# START OF DATA SHOWN

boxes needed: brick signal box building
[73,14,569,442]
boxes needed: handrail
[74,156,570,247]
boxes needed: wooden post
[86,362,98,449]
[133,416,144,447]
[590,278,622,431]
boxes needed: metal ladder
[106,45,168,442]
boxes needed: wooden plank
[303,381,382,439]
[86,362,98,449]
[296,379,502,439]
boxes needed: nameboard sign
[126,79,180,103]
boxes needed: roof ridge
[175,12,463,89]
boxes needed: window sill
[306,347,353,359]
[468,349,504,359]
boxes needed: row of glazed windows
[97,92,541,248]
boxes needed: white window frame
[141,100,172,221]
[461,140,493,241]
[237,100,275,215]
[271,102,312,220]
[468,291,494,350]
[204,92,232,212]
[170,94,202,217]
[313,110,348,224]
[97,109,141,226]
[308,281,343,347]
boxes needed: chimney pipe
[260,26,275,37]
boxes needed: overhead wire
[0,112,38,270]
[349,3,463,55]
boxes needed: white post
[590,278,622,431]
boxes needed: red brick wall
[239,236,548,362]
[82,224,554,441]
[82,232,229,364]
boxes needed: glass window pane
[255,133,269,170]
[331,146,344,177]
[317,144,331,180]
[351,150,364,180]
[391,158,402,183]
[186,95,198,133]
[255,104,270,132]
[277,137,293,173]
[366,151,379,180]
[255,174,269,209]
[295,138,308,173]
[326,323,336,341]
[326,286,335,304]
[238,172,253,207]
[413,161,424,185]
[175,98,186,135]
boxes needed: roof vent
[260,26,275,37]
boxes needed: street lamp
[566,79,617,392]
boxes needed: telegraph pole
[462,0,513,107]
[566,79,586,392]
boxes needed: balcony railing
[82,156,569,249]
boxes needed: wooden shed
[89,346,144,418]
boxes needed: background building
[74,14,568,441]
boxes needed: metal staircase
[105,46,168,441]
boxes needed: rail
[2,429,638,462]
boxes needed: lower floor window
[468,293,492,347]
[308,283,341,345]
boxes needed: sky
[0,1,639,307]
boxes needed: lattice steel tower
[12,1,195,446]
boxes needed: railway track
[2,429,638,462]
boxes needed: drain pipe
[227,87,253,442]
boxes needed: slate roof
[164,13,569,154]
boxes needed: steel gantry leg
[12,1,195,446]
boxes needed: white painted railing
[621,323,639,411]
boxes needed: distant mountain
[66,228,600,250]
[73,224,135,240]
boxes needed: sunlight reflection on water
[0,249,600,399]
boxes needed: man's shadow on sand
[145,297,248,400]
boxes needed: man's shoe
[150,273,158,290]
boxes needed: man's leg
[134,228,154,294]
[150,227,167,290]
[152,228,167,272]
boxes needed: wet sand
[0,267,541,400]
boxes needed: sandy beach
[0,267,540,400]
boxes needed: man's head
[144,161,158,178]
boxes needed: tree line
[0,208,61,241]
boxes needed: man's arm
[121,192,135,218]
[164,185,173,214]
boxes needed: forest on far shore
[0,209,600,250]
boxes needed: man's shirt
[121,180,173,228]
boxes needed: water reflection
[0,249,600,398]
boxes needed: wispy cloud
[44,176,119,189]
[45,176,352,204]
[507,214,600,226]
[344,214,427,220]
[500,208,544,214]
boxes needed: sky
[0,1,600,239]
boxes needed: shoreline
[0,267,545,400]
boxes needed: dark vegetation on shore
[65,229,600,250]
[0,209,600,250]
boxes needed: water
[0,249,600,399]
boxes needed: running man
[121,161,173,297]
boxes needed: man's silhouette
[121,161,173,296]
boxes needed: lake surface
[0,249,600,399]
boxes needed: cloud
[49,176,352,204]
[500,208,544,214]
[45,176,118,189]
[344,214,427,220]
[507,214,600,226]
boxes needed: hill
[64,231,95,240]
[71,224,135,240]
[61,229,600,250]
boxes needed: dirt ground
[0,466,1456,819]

# END OF DATA SHOWN
# START OF DATA SHOWN

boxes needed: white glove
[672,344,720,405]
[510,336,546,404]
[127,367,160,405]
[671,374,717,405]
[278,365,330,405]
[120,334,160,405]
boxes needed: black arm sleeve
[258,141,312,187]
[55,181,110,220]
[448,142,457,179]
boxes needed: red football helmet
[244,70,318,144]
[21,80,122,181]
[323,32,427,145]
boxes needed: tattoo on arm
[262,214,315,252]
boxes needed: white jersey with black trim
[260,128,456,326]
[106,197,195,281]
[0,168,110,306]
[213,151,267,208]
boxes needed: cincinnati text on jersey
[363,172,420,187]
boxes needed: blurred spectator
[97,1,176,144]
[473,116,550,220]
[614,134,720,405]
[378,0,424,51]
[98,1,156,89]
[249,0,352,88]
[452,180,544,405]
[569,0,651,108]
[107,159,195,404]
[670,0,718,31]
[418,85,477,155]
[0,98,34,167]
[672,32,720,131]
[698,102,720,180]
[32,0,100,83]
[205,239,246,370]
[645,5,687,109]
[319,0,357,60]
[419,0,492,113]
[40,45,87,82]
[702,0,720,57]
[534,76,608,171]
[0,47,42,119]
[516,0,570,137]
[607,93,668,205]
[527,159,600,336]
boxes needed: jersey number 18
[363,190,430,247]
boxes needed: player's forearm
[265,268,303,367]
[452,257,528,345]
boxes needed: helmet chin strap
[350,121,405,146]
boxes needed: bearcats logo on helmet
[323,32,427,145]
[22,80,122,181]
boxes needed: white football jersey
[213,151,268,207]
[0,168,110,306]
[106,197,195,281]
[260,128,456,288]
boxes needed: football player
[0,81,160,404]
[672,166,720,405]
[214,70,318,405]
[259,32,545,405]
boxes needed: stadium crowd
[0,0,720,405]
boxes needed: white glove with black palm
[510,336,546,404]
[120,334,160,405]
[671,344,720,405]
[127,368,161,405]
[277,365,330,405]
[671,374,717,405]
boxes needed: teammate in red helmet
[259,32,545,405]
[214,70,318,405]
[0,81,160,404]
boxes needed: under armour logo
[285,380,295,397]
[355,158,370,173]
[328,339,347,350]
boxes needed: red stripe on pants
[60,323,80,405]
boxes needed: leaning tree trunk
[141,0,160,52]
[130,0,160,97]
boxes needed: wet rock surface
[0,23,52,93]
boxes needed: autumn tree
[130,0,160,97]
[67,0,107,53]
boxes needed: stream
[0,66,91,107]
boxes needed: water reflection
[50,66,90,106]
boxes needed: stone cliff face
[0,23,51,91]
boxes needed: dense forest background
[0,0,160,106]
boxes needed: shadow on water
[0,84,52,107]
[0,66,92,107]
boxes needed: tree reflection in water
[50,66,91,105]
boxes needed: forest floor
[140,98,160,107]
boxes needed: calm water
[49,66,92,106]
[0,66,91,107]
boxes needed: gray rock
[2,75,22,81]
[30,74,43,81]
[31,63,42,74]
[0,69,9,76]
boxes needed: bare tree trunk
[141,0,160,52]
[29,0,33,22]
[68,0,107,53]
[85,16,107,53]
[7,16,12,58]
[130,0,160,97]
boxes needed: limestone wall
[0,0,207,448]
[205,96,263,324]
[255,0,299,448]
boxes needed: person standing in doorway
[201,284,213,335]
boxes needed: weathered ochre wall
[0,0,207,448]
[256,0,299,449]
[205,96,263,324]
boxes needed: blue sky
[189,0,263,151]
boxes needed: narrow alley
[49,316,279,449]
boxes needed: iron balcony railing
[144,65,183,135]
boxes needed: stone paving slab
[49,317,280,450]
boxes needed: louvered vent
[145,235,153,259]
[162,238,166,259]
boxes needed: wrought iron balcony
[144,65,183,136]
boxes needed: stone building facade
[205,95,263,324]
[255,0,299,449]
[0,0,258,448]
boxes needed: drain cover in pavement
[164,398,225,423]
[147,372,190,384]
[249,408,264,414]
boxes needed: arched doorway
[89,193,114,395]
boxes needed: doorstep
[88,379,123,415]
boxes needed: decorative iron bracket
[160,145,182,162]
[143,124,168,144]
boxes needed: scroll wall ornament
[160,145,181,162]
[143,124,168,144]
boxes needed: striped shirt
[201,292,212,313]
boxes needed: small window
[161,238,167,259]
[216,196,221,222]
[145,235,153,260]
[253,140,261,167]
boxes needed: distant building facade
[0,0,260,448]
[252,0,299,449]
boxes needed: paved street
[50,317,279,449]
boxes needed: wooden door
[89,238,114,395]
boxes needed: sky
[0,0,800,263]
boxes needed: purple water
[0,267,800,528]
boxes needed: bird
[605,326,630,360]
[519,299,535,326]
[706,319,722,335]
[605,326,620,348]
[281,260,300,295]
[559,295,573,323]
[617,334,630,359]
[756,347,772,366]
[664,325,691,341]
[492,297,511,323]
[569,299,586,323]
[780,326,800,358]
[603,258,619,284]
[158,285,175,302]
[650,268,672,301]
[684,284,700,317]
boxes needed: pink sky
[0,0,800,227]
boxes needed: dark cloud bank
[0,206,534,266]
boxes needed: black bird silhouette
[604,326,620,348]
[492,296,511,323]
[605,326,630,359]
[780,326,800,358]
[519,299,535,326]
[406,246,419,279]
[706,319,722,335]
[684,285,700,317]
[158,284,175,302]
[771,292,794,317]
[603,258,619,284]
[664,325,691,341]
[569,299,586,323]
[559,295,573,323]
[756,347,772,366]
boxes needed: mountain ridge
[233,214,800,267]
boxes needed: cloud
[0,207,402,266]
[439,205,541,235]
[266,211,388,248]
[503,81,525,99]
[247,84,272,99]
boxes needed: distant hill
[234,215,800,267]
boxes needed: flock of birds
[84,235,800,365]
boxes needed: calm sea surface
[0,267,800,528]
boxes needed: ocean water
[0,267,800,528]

# END OF DATA SHOWN

§ WRITTEN TASK: Scale the data above from the line holding "boxes needed: brick signal box building" through the line holding "[296,379,502,439]", inclusive. Rewrite all of those lines, requests included, with every bounding-box coordinate in the answers multiplied by 0.25 and rounded to a whole number, halves rounding up.

§ TASK SOLUTION:
boxes needed: brick signal box building
[18,4,142,111]
boxes needed: handrail
[19,39,143,62]
boxes needed: wooden post
[22,91,25,112]
[33,104,36,112]
[148,70,156,108]
boxes needed: metal ladder
[27,11,42,111]
boxes needed: wooden plank
[76,95,96,110]
[22,91,25,112]
[74,95,126,110]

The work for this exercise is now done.